** start Excerpted text **

This repository contains code for the normalization approach described in "Mode Normalization", L. Deecke, I. Murray, H. Bilen, arXiv:1810.05466 (2018).
Execute train.py
to train a ResNet20 on CIFAR10 from scratch, with all its batch normalizations (BN) replaced with mode normalization (MN) – thereby jointly normalizing samples similar to each other with individual means and standard deviations.
To train a different architecture, run train.py --model resnet56
. To learn on CIFAR100, pass --dataset cifar100
. For an overview over commands use train.py --help
.
This repository implements two modes of operation for MN, described below.
In the default setting --mn full
, all of the model's BNs are replaced with MN.
A predefined job is located in the jobs/full
folder. In this seeded example a ResNet56 is trained on CIFAR100, with a final test error of 28.75%.
While the code has a
--seed
parameter in place, this does not necessarily guarantee portability across devices, c.f. this note on the official PyTorch website.
By setting --mn init
, only the initial BN is replaced with MN. Early on in the network the amount of variation is arguably highest, and the runtime increase from replacing a single BN unit is tiny.
In jobs/init
we include a trial for this alternative setup. We replaced the initial BN in a ResNet20 with MN and two modes on CIFAR10, obtaining a test error of 7.73%.
@inproceedings{Deecke19,
author = "Deecke, Lucas and Murray, Iain and Bilen, Hakan",
title = "Mode Normalization",
booktitle = "Proceedings of the 7th International Conference on Learning Representations",
year = "2019"
}

** end Excerpted text **

Request A
Answer these questions using the mode normalization text:
(i) Which architecture and dataset does train.py use when run without extra options?
(ii) What final test error does the seeded job in the jobs/full folder reach?
(iii) With --mn init set, which batch normalization is replaced with mode normalization?
Request B
Quote the passage of the mode normalization text that opens with the words containing "Execute train.py" and closes with "are replaced with MN.".

** start Extracted data **

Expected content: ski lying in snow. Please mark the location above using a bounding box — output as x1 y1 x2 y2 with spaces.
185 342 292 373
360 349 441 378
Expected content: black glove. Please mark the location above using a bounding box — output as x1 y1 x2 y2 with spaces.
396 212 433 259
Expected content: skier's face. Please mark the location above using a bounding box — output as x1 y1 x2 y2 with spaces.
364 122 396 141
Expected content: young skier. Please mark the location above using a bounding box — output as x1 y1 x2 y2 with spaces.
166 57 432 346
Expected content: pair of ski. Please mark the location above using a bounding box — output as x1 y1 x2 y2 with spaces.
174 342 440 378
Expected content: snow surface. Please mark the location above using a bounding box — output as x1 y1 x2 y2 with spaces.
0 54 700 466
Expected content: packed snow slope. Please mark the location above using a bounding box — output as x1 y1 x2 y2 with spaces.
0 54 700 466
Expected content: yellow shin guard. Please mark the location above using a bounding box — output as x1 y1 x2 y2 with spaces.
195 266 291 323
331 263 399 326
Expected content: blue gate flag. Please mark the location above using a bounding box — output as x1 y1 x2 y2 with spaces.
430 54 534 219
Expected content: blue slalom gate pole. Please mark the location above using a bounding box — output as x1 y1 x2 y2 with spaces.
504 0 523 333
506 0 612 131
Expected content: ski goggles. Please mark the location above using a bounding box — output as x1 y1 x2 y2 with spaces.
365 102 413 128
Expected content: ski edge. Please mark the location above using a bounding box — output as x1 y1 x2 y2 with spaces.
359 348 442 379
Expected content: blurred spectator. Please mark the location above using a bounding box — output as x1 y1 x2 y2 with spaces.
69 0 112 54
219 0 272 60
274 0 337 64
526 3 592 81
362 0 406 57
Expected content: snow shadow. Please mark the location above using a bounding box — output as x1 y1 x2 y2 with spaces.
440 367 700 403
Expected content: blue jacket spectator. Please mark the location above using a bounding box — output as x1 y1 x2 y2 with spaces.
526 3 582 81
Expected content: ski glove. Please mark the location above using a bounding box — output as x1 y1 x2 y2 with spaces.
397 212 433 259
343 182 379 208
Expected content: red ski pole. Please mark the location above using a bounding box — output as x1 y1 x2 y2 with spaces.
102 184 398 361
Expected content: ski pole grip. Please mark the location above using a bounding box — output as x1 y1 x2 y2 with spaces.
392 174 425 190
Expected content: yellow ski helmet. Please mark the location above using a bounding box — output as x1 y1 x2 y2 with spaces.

** end Extracted data **

Written reply A
(i) A ResNet20 on CIFAR10.
(ii) 28.75%.
(iii) Only the initial one.

Written reply B
Execute train.py
to train a ResNet20 on CIFAR10 from scratch, with all its batch normalizations (BN) replaced with mode normalization (MN) – thereby jointly normalizing samples similar to each other with individual means and standard deviations.
To train a different architecture, run train.py --model resnet56
. To learn on CIFAR100, pass --dataset cifar100
. For an overview over commands use train.py --help
.
This repository implements two modes of operation for MN, described below.
In the default setting --mn full
, all of the model's BNs are replaced with MN.